Start of PROVIDED RECORDS
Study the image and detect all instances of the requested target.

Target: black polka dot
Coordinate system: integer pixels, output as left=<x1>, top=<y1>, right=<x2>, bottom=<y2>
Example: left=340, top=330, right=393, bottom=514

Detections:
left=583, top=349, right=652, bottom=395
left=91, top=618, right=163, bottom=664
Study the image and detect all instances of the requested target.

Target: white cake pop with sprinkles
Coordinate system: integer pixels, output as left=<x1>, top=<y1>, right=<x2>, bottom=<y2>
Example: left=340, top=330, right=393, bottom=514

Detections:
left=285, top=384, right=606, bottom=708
End of PROVIDED RECORDS
- _TASK DETAILS_
Repeat all of the lines above word for word, with nothing changed.

- _EXPECTED ANSWER_
Study the image and detect all instances of the requested target.

Target: black polka dot
Coordinate system: integer pixels, output as left=<x1>, top=<y1>, right=<x2>, bottom=<y2>
Example: left=340, top=330, right=393, bottom=514

Detections:
left=583, top=349, right=652, bottom=395
left=91, top=618, right=163, bottom=664
Study the image and detect all instances of the requested target.

Target: white cake pop with sprinkles
Coordinate system: integer pixels, output as left=<x1>, top=<y1>, right=<x2>, bottom=<y2>
Example: left=340, top=330, right=393, bottom=514

Detections:
left=285, top=384, right=606, bottom=708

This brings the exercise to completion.